- Do this
Rewrite the material from its start through the line containing "pixel 533 379", replacing "terracotta roof" with "clay tile roof" and keeping everything else the same.

(Stored items from a collection)
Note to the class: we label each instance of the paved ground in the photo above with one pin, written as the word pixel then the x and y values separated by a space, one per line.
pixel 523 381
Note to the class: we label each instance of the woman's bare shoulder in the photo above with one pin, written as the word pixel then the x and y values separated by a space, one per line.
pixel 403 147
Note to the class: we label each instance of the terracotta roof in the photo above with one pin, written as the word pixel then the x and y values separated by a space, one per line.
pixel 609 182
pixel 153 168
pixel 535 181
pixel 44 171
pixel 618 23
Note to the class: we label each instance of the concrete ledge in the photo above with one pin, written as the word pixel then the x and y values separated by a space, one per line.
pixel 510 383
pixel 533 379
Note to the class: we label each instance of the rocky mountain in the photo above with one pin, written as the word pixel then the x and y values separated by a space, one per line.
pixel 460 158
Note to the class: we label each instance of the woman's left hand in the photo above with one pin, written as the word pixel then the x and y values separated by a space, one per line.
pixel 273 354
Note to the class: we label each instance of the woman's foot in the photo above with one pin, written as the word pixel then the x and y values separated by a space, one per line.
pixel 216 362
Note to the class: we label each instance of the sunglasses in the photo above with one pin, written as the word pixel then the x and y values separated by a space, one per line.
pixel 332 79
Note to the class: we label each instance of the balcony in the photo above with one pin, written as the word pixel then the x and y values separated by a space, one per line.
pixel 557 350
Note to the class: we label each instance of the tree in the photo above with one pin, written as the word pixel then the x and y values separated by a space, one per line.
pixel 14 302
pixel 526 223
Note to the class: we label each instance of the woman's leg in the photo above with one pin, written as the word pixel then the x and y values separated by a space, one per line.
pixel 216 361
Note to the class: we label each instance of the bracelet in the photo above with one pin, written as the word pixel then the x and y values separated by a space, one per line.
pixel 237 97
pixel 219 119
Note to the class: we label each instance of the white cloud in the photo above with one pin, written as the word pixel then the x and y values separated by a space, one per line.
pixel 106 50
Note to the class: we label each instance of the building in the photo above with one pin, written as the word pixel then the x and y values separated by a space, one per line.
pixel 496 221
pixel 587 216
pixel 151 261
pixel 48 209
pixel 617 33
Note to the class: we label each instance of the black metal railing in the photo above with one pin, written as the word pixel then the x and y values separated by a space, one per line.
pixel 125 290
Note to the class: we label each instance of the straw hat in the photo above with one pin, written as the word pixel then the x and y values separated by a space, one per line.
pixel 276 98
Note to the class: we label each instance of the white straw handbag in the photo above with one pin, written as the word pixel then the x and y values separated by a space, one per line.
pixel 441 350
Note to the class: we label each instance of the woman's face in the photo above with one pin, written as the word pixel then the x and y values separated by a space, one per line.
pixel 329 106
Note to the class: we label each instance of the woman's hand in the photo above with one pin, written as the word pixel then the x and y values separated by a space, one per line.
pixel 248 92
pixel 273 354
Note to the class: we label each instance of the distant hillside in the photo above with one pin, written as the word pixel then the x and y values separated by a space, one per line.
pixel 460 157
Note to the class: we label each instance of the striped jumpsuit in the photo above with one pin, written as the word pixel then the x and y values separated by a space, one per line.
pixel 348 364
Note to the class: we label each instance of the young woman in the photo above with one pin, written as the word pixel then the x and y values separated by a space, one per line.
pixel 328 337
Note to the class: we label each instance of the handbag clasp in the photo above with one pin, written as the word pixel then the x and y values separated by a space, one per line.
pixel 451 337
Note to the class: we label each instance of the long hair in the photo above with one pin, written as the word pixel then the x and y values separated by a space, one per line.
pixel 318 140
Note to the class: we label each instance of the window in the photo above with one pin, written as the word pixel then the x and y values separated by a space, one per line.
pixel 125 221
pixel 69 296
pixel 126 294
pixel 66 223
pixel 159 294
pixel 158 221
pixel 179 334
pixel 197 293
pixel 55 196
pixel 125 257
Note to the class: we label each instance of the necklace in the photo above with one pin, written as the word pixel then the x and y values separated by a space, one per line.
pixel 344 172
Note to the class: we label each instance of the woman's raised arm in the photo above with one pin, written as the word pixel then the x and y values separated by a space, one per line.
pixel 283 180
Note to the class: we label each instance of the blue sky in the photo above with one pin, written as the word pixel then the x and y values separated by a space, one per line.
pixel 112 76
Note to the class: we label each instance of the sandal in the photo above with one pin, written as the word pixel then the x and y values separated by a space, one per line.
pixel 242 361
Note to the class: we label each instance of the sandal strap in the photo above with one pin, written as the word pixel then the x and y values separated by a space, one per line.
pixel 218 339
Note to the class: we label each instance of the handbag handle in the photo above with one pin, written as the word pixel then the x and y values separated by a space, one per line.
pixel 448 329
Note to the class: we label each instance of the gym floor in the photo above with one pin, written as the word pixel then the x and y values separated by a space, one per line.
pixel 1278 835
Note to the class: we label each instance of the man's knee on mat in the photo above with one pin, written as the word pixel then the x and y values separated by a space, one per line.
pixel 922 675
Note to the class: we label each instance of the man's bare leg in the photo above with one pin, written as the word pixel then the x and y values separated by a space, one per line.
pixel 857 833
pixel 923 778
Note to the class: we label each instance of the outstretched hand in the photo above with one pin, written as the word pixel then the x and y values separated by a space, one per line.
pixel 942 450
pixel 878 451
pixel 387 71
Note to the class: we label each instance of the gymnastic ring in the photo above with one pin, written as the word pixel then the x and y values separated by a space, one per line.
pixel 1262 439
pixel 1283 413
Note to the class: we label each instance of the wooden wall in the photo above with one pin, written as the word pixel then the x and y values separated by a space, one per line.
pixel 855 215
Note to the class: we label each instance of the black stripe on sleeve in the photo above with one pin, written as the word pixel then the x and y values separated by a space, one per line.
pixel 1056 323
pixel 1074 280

- Answer to the exercise
Note to the class: we label each instance of the paved ground in the photo above with one pin, written as the word pixel then the x and y values separated by a space, one per line.
pixel 523 381
Note to the class: we label each instance of the woman's bare shoulder in the photo above with one pin, written as the word pixel then the x and y values separated by a space, one per line.
pixel 403 147
Note to the class: we label each instance of the clay tile roof in the photo above with one pin, written as the word pixel then the x and y values separated by a space, one per line.
pixel 609 182
pixel 153 168
pixel 535 181
pixel 44 171
pixel 618 23
Note to the class: we label each instance of the concrete ledge in the photo above with one pin, written as the word pixel then the x and y values separated by a space, one per line.
pixel 510 383
pixel 533 379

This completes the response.